[Named object pointing entries]
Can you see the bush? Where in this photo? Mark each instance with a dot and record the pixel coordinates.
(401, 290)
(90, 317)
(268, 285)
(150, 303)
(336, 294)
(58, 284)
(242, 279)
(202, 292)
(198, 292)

# [Task requirements]
Rewrite the data above, substituting "shrub" for "bush" and leaving everything else unchanged.

# [Completed task]
Can you see the shrub? Where in this photo? Mark each instance with a dot and record the pixel coordinates.
(401, 290)
(90, 317)
(268, 285)
(150, 303)
(336, 294)
(58, 284)
(242, 279)
(202, 292)
(198, 292)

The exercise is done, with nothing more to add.